* _READING PASSAGE_:

========================================================================

Trial commenced as scheduled and Gottsehalk again appeared without counsel. The first day ended early after all the available jurors had been questioned. During the afternoon, Gottsehalk obtained a loan from a friend so that he could hire an attorney.

Before trial resumed the following morning, Gottsehalk informed the court that Anchorage attorney Anthony Smith would be arriving in Naknek later that day to represent him. He requested a four-day continuance in order to consult with his attorney and prepare a defense. The court denied appellant’s request and proceeded with the jury selection.

The court recessed mid-morning after the prosecution’s last witness failed to arrive. The district attorney took the opportunity to propose jury instructions for the court’s consideration. Gottsehalk objected and asked that the court wait for his attorney to arrive before considering the instructions. The court denied appellant’s request stating that since Mr. Smith never filed a notice of appearance in the case, he would not be arguing in it.

Smith arrived in court at the completion of the state’s case. After a brief conference with his attorney, Gottsehalk made another request for continuance until the following morning. The court inquired of Mr. Smith if he was willing to enter an appearance at that time. When Smith declined to do so stating that he needed more time to review his client’s case, the court denied the motion. Gottsehalk subsequently rested without presenting any witnesses on his behalf. The case was argued, the jury instructed, and a verdict returned before the day was out.-

Attorney Smith did appear for Gottsehalk at sentencing. Gottsehalk received a six-month sentence, with three months suspended and two years probation. He was also ordered to pay two hundred fifty dollars in restitution. Execution of sentence has been stayed pending this appeal.

========================================================================

* _WRITTEN PROBLEM_: Carry on the account of Gottsehalk's trial from the point where it stops. The lines that come next have nothing to do with this.

========================================================================

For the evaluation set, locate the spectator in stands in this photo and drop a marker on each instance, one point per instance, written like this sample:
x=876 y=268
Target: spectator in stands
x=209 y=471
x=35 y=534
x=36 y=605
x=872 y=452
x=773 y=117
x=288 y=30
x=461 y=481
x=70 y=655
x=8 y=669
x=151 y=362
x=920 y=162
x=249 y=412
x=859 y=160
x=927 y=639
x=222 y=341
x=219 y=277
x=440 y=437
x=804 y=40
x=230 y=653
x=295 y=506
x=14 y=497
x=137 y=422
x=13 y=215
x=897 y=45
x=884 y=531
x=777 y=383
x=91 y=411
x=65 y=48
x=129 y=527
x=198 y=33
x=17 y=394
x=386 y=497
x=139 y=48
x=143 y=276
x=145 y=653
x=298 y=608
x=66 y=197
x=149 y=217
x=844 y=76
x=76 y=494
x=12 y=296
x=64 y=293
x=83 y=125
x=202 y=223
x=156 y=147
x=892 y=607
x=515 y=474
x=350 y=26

========================================================================

* _EXPECTED ANSWER_:
The denial of a request for continuance falls properly within the discretion of the trial court and will not be disturbed on appeal unless the discretion has been clearly abused. Salazar v. State, 559 P.2d 66, 71 (Alaska 1976); Green v. State, 544 P.2d 1018, 1020 (Alaska 1976). “[T]he prime focus of inquiry must be on the reason for the requested continuance,” but we will also consider whether the moving party has acted diligently and in good faith. Salazar, 559 P.2d at 72.

Gottsehalk directs our attention to several decisions by this court in which we have found an abuse of discretion for denial of a party’s motion for continuance in order to prepare for trial. However, each of the cases, unlike the present one, involved circumstances beyond the control of the requesting party. In Doe v. State, 487 P.2d 47 (Alaska 1971), a defendant minor was given but one day notice by the state to appear for his final dispositional hearing. In Klockenbrink v. State, 472 P.2d 958 (Alaska 1970), initial counsel withdrew from the case less than four days before trial. In Barrett v. Gagnon, 516 P.2d 1202 (Alaska 1973), counsel in a civil suit withdrew on the day of trial because of a schedule conflict.

Gottsehalk also contends that he lacked adequate funds to secure an attorney. We consider this excuse to be contrived and unpersuasive. 4 The trial court *451 determined prior to the first trial that Gottschalk had sufficient assets to afford his own counsel. Where a defendant is financially able to engage an attorney, he may not use his neglect in hiring one as a legitimate reason for delay. United States v. Yamashita, 527 F.2d 954, 955 (9th Cir. 1975); United States v. McMann, 386 F.2d 611, 618 (2d Cir. 1967), cert. denied, 390 U.S. 958, 88 S.Ct. 1045, 19 L.Ed.2d 1153 (1968); Relerford v. United States, 309 F.2d 706, 708 (9th Cir. 1962).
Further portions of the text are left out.